# [Text shown]
# # # # #

To assess the optimization quality, there are several different values in the class, which are automatically computed for the entire data set. These are mean-square error, correlation coefficient, determination coefficient (R-squared), and the ratio of concordance of signs (only reasonable in the modes implying differentiation). All aspects are brought into the structure of LSSVM_Error:

    struct LSSVM_Error
    { // indices: 0 - training set, 1 - test set
      double RMSE[2]; // RMSE
      double CC[2];   // Correlation Coefficient
      double R2[2];   // R-squared
      double PCT[2];  // %
    };

Zero index of the array means a training selection, while index 1 means a test selection. It would be desirable to use a more rigorous evaluation of the statistical significance of the forecast, such as Fisher test, since the nice correlation and R2 values can be deceptive. However, it seems to be impossible to cover all at once.

Method of computing the error over the entire selection is checkAll.

    void checkAll(LSSVM_Error &result)
    {
      result.RMSE[0] = result.RMSE[1] = 0;
      result.CC[0] = result.CC[1] = 0;
      result.R2[0] = result.R2[1] = 0;
      result.PCT[0] = result.PCT[1] = 0;
      
      double xy = 0;
      double x2 = 0;
      double y2 = 0;
      int correct = 0;
      
      double out[];
      getResult(out);
      
      for(int i = 0; i < VectorNumber; i++)

# # # # #

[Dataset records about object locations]
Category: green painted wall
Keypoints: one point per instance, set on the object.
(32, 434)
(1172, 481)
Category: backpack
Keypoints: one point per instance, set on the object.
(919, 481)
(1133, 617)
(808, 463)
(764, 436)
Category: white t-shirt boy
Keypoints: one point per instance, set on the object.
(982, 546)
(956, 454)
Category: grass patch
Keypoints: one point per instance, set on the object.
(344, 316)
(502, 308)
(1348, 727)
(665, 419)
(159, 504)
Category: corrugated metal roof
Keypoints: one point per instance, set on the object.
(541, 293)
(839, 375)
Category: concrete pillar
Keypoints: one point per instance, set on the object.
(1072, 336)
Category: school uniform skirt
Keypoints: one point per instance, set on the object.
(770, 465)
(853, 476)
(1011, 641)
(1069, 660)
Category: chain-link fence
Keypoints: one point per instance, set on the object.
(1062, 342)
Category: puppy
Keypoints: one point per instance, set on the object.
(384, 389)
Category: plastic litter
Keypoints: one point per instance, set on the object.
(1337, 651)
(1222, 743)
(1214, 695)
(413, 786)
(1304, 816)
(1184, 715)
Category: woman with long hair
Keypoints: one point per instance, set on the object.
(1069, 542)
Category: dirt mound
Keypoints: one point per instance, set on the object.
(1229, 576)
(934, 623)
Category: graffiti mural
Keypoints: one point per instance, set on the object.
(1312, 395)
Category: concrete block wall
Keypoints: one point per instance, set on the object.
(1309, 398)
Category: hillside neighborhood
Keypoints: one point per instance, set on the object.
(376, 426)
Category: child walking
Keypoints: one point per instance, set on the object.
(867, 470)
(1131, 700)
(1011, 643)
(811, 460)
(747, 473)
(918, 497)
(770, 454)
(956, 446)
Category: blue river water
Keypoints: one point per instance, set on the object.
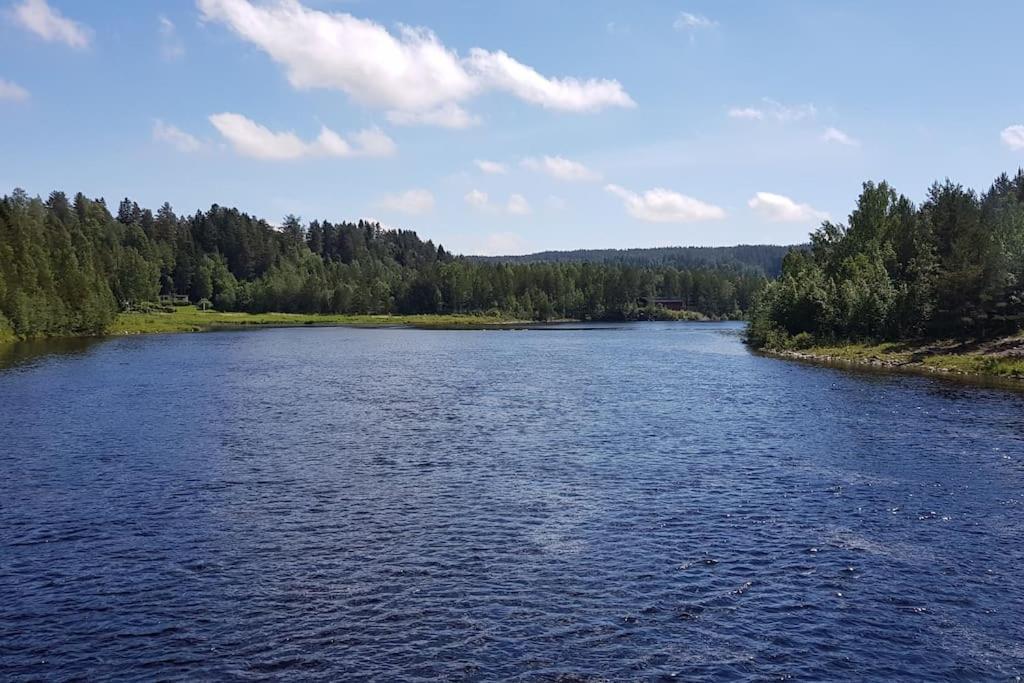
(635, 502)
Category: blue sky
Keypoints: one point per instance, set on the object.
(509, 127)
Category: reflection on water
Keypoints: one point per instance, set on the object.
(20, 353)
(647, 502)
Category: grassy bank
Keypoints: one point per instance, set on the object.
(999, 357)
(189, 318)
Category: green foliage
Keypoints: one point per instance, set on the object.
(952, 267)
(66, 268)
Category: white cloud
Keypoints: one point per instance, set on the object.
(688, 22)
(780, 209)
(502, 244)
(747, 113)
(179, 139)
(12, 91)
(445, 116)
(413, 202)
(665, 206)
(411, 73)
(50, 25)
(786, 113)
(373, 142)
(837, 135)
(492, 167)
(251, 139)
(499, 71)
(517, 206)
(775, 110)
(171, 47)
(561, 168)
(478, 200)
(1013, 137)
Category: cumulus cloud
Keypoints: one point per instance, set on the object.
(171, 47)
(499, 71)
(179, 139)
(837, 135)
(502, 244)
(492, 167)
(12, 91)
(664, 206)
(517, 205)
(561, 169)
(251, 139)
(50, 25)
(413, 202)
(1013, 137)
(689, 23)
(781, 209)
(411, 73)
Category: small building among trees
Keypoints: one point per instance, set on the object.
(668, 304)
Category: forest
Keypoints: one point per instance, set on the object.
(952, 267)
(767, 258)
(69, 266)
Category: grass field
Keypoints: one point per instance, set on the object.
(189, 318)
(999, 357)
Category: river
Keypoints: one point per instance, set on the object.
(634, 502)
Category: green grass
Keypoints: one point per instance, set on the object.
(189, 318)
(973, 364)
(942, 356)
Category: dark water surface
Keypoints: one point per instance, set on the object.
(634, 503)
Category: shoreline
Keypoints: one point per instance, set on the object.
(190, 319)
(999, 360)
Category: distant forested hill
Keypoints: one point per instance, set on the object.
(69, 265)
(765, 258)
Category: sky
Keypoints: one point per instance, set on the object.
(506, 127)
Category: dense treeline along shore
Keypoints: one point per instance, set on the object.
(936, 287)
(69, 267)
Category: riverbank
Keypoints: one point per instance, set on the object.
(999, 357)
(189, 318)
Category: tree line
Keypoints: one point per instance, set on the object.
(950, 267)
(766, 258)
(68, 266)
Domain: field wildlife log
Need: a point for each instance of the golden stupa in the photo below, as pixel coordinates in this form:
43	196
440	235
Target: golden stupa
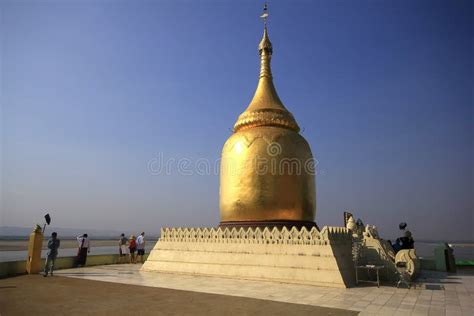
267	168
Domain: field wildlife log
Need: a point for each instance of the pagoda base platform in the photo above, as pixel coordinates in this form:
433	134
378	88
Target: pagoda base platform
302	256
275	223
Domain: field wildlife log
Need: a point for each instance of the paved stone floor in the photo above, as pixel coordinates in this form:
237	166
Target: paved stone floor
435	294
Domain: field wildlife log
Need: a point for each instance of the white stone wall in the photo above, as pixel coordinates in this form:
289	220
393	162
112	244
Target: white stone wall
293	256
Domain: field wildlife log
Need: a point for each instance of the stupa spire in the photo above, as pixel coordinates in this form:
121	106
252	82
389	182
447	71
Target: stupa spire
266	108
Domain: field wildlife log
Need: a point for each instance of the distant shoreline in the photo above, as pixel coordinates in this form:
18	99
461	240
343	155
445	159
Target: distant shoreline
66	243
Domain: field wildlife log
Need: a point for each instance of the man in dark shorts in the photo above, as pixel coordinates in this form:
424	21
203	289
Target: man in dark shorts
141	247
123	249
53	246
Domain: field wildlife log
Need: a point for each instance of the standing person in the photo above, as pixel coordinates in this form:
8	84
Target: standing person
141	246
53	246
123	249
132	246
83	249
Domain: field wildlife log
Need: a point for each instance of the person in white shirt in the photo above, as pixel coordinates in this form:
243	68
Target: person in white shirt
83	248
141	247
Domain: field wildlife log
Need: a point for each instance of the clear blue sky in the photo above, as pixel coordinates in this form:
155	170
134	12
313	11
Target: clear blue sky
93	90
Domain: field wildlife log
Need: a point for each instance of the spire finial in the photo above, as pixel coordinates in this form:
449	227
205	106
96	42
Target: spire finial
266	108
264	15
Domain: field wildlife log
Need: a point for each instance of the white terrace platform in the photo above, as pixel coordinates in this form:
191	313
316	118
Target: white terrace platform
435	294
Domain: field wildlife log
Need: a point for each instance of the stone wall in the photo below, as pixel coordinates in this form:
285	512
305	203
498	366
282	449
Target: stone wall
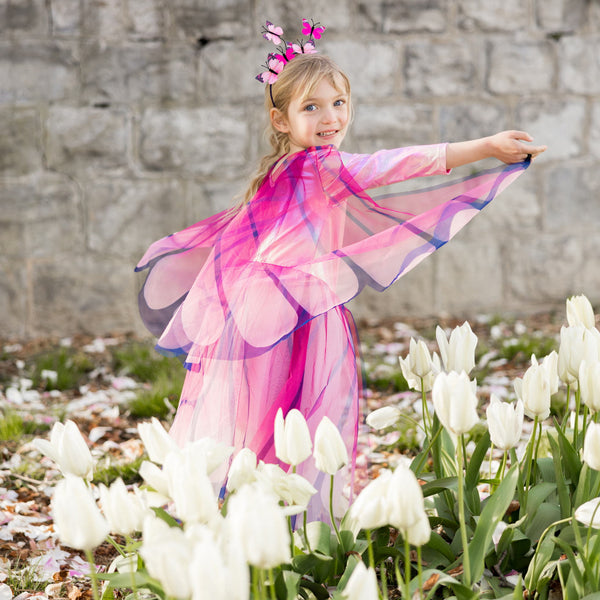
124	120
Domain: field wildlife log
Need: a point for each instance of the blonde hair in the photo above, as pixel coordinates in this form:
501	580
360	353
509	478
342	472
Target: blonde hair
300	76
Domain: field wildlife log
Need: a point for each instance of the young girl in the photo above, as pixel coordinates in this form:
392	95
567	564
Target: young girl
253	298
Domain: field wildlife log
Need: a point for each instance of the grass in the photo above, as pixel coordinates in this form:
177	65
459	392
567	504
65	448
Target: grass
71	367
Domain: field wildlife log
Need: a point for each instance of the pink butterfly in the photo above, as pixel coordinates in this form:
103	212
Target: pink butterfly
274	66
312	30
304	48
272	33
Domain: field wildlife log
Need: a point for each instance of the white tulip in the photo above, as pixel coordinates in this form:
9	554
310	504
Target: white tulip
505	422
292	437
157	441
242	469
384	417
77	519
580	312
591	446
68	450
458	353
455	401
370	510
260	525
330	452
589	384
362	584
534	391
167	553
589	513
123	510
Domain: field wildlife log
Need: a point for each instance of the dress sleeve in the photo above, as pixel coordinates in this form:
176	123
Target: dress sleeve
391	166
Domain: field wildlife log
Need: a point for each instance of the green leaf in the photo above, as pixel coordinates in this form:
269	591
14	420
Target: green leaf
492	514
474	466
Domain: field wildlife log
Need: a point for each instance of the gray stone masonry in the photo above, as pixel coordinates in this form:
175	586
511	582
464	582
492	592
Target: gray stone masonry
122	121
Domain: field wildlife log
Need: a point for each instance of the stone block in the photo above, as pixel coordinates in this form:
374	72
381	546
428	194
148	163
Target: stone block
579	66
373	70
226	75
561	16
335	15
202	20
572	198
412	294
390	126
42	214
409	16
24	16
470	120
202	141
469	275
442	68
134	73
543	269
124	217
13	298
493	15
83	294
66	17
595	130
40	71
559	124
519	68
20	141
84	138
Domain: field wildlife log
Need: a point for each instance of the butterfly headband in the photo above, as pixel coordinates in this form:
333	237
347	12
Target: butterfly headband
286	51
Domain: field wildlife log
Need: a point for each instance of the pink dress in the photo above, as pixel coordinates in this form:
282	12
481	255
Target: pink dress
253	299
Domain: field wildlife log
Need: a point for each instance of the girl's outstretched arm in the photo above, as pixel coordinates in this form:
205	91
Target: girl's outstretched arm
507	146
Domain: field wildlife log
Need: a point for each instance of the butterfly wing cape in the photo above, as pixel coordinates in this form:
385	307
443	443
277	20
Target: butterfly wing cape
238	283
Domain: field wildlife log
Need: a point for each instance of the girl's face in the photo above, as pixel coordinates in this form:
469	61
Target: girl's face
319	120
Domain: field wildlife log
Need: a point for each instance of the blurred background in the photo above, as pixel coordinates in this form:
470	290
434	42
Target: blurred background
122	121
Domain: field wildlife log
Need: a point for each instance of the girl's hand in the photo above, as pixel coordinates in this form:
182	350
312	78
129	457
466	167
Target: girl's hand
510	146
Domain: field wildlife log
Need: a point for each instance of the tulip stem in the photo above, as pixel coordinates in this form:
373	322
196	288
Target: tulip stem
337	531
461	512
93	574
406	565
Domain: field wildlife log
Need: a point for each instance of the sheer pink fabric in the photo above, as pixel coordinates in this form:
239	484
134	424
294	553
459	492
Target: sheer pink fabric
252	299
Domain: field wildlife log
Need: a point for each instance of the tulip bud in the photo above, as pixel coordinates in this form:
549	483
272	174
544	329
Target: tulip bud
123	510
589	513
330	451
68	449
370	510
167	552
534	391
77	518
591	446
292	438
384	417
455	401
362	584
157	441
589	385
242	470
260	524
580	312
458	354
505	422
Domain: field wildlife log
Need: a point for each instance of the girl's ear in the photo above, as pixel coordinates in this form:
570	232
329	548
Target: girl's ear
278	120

# # # # #

# [Things to do]
1. List the names of the arrays declared inside the LSSVM_Error structure in the text on optimization quality measures.
2. Carry on the text on optimization quality measures, picking up the checkAll method right after its final line of code.

# [Replies]
1. RMSE, CC, R2, PCT

2.
      {
        double given = Y[i];
        double trained = out[i];
        result.RMSE[0] += (given - trained) * (given - trained);
        // mean is 0 after normalization
        xy += (given) * (trained);
        x2 += (given) * (given);
        y2 += (trained) * (trained);
        
        if(given * trained > 0) correct++;
      }
      
      result.R2[0] = 1 - result.RMSE[0] / x2;
      result.RMSE[0] = sqrt(result.RMSE[0] / VectorNumber);
      result.CC[0] = xy / sqrt(x2 * y2);
      result.PCT[0] = correct * 100.0 / VectorNumber;
      
      crossvalidate(result); // fill metrics for test set (if attached)
    }

Before the loop, the getResult method is called that executes approximation for all input vectors and fills the "out" array with these values.

    void getResult(double &out[], const bool reverse = false) const
    {
      double data[];
      ArrayResize(out, VectorNumber);
      for(int i = 0; i < VectorNumber; i++)
      {
        vector(i, data);
        out[i] = approximate(data);
      }
      if(reverse) ArrayReverse(out);
    }

Here, the regular forecasting function, "approximate," is used for the model already constructed:

    double approximate(const double &x[]) const
    {
      double sum = 0;
      double data[];
      
      if(ArraySize(x) + 1 == ArraySize(Solution)) // Least Squares Linear System (just for reference)
      {
        for(int i = 0; i < ArraySize(x); i++)
        {
          sum += Solution[i] * x[i];
        }
        sum += Solution[ArraySize(x)];
      }
      else
      {
        if(KernelNumber == 0 || KernelNumber == VectorNumber) // standard LS-SVM
        {
          for(int i = 0; i < VectorNumber; i++)
          {
            vector(i, data);
            sum += Alpha[i] * kernel(x, data);
          }
        }
        else                                                  // proposed SOM-LS-SVM
        {
          for(int i = 0; i < KernelNumber; i++)
          {
            ArrayCopy(data, Kernels, 0, i * VectorSize, VectorSize);
            sum += Alpha[i] * kernel(x, data);
          }
        }
      }
      return sum + Beta;
    }

In it, the found coefficients Alpha[] and Beta are applied to the sum of kernel functions (cases LS-SVM and SOM-LS-SVM).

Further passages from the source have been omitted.